Exercise objective: Only the line containing "Indicate one point per instance of the concrete overpass" and the lines after it, through the end of the entries, should be output exactly.

(Dataset entries)
***

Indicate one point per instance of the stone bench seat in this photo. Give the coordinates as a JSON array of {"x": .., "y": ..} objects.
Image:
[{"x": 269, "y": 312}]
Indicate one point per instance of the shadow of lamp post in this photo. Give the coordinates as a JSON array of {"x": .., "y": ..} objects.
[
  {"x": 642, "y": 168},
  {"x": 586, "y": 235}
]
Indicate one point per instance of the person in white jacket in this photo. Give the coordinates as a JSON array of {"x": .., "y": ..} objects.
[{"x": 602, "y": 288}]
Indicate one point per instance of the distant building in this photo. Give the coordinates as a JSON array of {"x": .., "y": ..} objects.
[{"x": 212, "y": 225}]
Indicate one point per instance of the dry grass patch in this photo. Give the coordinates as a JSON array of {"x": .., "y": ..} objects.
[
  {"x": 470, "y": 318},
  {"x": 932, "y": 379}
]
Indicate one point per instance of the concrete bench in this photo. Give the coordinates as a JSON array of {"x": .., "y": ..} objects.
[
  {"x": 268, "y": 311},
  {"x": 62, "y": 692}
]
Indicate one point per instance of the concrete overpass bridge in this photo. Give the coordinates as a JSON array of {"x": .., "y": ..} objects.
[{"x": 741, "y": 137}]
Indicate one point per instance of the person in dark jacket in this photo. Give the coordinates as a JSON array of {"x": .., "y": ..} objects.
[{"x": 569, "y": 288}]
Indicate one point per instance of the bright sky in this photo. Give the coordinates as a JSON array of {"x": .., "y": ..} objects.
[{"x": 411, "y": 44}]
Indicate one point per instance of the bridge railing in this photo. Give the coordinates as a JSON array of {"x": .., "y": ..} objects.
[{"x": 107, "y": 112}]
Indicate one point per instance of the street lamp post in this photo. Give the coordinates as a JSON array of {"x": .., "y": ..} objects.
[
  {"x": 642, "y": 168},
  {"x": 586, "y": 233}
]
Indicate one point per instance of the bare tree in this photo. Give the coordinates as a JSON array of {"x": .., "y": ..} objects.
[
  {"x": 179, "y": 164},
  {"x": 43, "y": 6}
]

***

Result of this task:
Indicate one point per instance of the concrete overpass bridge in this photo. Give the coordinates as a JSON array of {"x": .., "y": ..} objects.
[{"x": 741, "y": 137}]
Indicate one point per instance of the person in dark jacket in this photo. Give the coordinates as a JSON array of {"x": .., "y": ..} objects.
[{"x": 569, "y": 288}]
Indicate one point per instance of the bright sky in this photo. Give the coordinates as a JSON array of {"x": .., "y": ..} objects.
[{"x": 411, "y": 44}]
Indicate one point per instance of the bridge railing in this photo. Give the coordinates as a JSON array of {"x": .., "y": ..} objects.
[{"x": 107, "y": 112}]
Indicate one point per instance of the street lamp post in this photo. Give the coordinates as a JSON array of {"x": .., "y": ..} objects.
[
  {"x": 642, "y": 168},
  {"x": 586, "y": 233}
]
Indicate one point per instance of the bare tree in this photo. Give the coordinates as a JSON array of {"x": .., "y": ..} objects.
[
  {"x": 179, "y": 164},
  {"x": 43, "y": 6}
]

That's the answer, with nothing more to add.